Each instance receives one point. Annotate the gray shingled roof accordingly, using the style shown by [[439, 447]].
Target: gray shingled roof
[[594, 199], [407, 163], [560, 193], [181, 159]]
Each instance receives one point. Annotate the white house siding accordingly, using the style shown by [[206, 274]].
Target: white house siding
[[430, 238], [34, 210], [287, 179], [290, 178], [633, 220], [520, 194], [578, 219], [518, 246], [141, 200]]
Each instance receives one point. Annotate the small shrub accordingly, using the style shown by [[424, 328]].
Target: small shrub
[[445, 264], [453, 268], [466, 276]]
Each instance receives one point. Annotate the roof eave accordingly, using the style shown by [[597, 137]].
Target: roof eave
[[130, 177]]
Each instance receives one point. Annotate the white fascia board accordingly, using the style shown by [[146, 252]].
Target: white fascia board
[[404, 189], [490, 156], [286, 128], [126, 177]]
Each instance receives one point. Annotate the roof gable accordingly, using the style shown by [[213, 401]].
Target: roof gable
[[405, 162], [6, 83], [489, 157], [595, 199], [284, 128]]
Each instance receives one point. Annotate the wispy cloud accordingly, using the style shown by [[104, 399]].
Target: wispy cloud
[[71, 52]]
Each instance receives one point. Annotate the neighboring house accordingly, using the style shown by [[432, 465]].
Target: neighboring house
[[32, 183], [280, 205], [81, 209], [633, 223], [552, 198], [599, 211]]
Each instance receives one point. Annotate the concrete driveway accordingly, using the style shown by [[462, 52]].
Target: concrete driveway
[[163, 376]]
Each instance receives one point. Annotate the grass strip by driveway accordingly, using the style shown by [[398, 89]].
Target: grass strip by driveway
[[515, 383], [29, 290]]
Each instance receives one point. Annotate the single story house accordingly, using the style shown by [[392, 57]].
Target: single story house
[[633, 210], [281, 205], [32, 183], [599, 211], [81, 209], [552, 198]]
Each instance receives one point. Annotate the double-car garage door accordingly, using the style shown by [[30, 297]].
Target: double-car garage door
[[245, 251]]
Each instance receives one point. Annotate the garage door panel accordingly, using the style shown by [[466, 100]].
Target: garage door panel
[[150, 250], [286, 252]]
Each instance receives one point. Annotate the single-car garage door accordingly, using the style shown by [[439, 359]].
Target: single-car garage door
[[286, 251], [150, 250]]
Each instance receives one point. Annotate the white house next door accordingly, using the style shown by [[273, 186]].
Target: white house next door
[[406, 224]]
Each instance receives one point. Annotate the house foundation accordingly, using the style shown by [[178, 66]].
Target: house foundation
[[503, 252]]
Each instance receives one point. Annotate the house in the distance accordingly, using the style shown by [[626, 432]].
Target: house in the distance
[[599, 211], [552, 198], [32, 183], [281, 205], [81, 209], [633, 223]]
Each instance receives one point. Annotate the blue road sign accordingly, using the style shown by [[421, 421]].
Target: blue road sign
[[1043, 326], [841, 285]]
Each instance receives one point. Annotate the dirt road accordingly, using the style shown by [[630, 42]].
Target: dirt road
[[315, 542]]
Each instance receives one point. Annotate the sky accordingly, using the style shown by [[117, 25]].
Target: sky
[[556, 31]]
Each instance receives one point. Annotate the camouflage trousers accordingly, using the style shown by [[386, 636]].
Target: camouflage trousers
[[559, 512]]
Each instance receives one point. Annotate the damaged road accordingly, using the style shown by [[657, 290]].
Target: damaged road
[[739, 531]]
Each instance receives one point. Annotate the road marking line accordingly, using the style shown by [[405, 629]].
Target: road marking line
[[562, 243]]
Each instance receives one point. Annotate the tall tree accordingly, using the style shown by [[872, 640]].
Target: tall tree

==*==

Copy out the full listing so that each line matches exactly.

Each instance receives one point. Annotate the gray shingled roof accordingly, using the style shown by [[439, 447]].
Target: gray shingled roof
[[594, 199], [407, 163], [560, 193], [181, 159]]
Each instance receives one point. Annotate the white house siding accordingly, using the style shown by [[206, 274]].
Target: white house siding
[[430, 238], [34, 210], [287, 179], [290, 178], [633, 220], [520, 194], [578, 219], [518, 246], [141, 200]]
Each instance receives one point. Annotate the small shrub accordingly, using the style shown by [[424, 328]].
Target: small shrub
[[445, 264], [453, 268], [466, 276]]
Each instance receives one point. Annotate the roof eave accordingly, using the style shown by [[597, 137]].
Target: roof eave
[[130, 177]]
Each instance receives one point. Annotate the white fascia board accordingly, using the style shown by [[146, 252]].
Target: white fascia board
[[404, 189], [490, 156], [286, 128], [126, 177]]
Each instance receives one point. Annotate the roof gable accordingly, using the style shown by [[213, 401]].
Target: roof gable
[[405, 162], [6, 83], [489, 157], [595, 199], [284, 128]]
Each instance receives one point. Annotate the wispy cloud accordingly, using the style shown by [[104, 399]].
Target: wispy cloud
[[71, 52]]
Each instance receives one point. Annotate the neighboring house accordingly, using the style shown by [[432, 465]].
Target: neighboring house
[[32, 183], [280, 205], [81, 209], [633, 223], [552, 198], [599, 211]]
Each instance receives one point. Annotate the concrete driveway accordingly, using the style shown by [[462, 52]].
Target: concrete driveway
[[163, 376]]
Each instance receives one point. Annotate the grass strip by driveway accordingly, using the style shown by [[398, 89]].
Target: grass strip by driveway
[[515, 383], [29, 290]]
Each instance receives one point. Annotate the single story house accordingly, using the style shown by [[392, 57]].
Target: single story house
[[633, 210], [281, 205], [32, 183], [599, 211], [81, 209], [552, 198]]
Each instance receives one point. Annotate the double-car garage door accordingly, using the style shown by [[30, 297]].
Target: double-car garage door
[[245, 251]]
Each instance receives one point. Annotate the garage door panel accordingly, using the style shown by [[466, 100]].
Target: garage door panel
[[150, 250], [286, 252]]
Each instance receives one point. Annotate the single-car garage door accordingly, using the style shown by [[439, 359]].
Target: single-car garage door
[[286, 251], [150, 250]]
Each instance receives one point. Annotate the white house next door accordingly, using the style shown by [[273, 186]].
Target: white house next door
[[406, 224]]
Each instance receives one point. Annotate the house foundation accordingly, using the style shown by [[178, 66]].
Target: house foundation
[[503, 252]]
Each instance receives one point. Annotate the house in the distance accordingly, using the style shown by [[626, 432]].
Target: house in the distance
[[599, 211], [552, 198], [32, 183], [281, 205], [81, 209], [633, 223]]
Each instance receives one point. Annotate the blue road sign accordingly, using the style shown by [[421, 421]].
Target: blue road sign
[[1043, 326], [841, 285]]
Each instance receives one point. Annotate the dirt road accordingly, using the style shown by [[630, 42]].
Target: dirt road
[[315, 542]]
Each instance receives one point. Annotate the sky accordingly, using the style shown by [[117, 25]].
Target: sky
[[556, 31]]
Each instance receives one point. Annotate the camouflage trousers accordingly, using the style shown by [[386, 636]].
Target: camouflage trousers
[[559, 512]]
Each instance receives one point. Annotate the damaged road accordingly, using the style shown by [[657, 290]].
Target: damaged road
[[739, 531]]
Each instance receives one point. Annotate the road marking line accordingly, using the style shown by [[405, 629]].
Target: road marking line
[[562, 243]]
Each instance receives one point. Annotate the tall tree accordingly, using the style shown by [[872, 640]].
Target: tall tree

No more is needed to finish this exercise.